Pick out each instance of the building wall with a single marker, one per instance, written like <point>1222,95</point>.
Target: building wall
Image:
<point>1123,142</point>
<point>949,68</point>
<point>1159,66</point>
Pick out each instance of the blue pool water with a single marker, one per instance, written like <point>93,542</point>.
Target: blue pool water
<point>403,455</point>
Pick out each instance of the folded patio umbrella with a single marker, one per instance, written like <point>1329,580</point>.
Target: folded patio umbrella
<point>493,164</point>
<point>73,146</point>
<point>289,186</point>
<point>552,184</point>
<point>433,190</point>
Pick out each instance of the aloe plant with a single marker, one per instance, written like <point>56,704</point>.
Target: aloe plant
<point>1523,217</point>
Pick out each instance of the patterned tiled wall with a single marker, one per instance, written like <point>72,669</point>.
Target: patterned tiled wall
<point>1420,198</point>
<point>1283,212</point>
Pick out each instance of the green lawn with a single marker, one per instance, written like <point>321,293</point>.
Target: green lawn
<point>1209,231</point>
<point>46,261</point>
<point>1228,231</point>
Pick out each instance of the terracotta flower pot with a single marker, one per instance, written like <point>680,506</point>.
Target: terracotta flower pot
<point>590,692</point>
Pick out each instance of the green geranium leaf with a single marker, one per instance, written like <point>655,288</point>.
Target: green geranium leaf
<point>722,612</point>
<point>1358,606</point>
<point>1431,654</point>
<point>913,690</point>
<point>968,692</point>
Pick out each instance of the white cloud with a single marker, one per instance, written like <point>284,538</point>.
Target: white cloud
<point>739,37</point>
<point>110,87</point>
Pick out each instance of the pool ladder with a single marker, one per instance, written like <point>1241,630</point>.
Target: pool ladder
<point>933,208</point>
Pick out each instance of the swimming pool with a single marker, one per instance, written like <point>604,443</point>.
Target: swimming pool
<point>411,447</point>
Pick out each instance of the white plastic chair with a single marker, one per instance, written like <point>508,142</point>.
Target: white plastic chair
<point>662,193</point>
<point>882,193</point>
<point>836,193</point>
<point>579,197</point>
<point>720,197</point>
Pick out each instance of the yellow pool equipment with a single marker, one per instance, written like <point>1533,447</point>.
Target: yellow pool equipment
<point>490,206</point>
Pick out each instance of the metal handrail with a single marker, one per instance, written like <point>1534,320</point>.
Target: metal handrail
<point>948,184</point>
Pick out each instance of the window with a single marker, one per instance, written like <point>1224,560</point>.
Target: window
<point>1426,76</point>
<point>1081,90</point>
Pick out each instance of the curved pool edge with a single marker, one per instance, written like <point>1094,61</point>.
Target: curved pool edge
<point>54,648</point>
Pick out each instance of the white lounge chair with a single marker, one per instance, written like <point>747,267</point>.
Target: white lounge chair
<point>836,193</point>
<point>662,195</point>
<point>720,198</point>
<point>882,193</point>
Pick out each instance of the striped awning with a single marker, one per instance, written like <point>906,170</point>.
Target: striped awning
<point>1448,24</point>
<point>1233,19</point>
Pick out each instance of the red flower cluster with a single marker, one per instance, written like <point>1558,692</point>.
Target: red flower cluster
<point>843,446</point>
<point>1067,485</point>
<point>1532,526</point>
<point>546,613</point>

══════

• WHAT YOU NEED TO DO: Return the whole listing, word for word.

• YOUR SOLUTION:
Pick out each instance of the building wall with a single marker, one per instance, written like <point>1222,95</point>.
Target: building wall
Image:
<point>1123,142</point>
<point>949,68</point>
<point>1159,66</point>
Pick out each instance of the blue pool water with a single marker, one per instance, written like <point>93,542</point>.
Target: blue pool water
<point>403,455</point>
Pick out each instance of the folded patio umbrella with a single marker, one per instance, written like <point>1329,580</point>.
Target: folded patio umbrella
<point>493,164</point>
<point>73,146</point>
<point>289,186</point>
<point>552,184</point>
<point>433,190</point>
Pick out each instance of the aloe plant with a single marker, one per instance, written like <point>56,704</point>.
Target: aloe plant
<point>1523,217</point>
Pick out each instance of the patterned tiled wall with a single marker, one per instance, written like <point>72,669</point>.
Target: patterned tiled wall
<point>1420,198</point>
<point>1283,212</point>
Pick out each instance of the green lawn with a single marker, one per instance, written like <point>321,293</point>.
Target: green lawn
<point>1209,231</point>
<point>46,261</point>
<point>1228,231</point>
Pick out each instance of the terracotta flower pot with a single marker, one per instance, written like <point>680,506</point>.
Target: terracotta flower pot
<point>590,692</point>
Pick out each instance of the green geranium leaf with a single marker, one per instance, written like <point>655,288</point>.
Target: green geranium leaf
<point>722,612</point>
<point>1358,606</point>
<point>1431,654</point>
<point>913,690</point>
<point>968,692</point>
Pick out each instance of the white cloud with a single marker, one per instance, written like <point>284,538</point>.
Target: white cloud
<point>739,37</point>
<point>110,87</point>
Pick out each instance of the pool ladder with a single marker, one per instance, written like <point>1241,630</point>.
Target: pool ladder
<point>933,208</point>
Pick out each instance of the swimming pool with a single marker, one per instance, written like <point>604,443</point>.
Target: swimming pool
<point>411,447</point>
Pick out each instance of the white plastic chair with a single marker, one per instance, written like <point>508,142</point>.
Target: white plastic chair
<point>662,193</point>
<point>882,193</point>
<point>836,193</point>
<point>579,197</point>
<point>720,197</point>
Pick out each instance of the yellow pool equipment with a single marker, one per instance, written like <point>1533,447</point>.
Target: yellow pool equipment
<point>490,206</point>
Pick out each instance of the metal handrail with a single marker, one per instance, written like <point>1534,320</point>.
Target: metal handrail
<point>948,184</point>
Pick out each instance of the window with a single marker, one per instance, written like <point>1224,560</point>.
Target: window
<point>1426,76</point>
<point>1081,90</point>
Pick out each instance of the curved pool edge with a single marker, one per instance, written like <point>1094,61</point>.
Target: curved pool edge
<point>54,648</point>
Pick out each instance of the white lounge chair with a single marker, one per instance, written like <point>747,267</point>.
Target: white lounge chair
<point>836,193</point>
<point>662,195</point>
<point>720,198</point>
<point>882,193</point>
Pick out each instance of the striped awning with a single marker, one per instance, written like <point>906,170</point>.
Target: striped awning
<point>1448,24</point>
<point>1233,19</point>
Pick out each instance of the red flower cluster with a single marker, one per instance, written like <point>1558,692</point>.
Target: red flower cluster
<point>843,446</point>
<point>1067,485</point>
<point>1532,526</point>
<point>546,613</point>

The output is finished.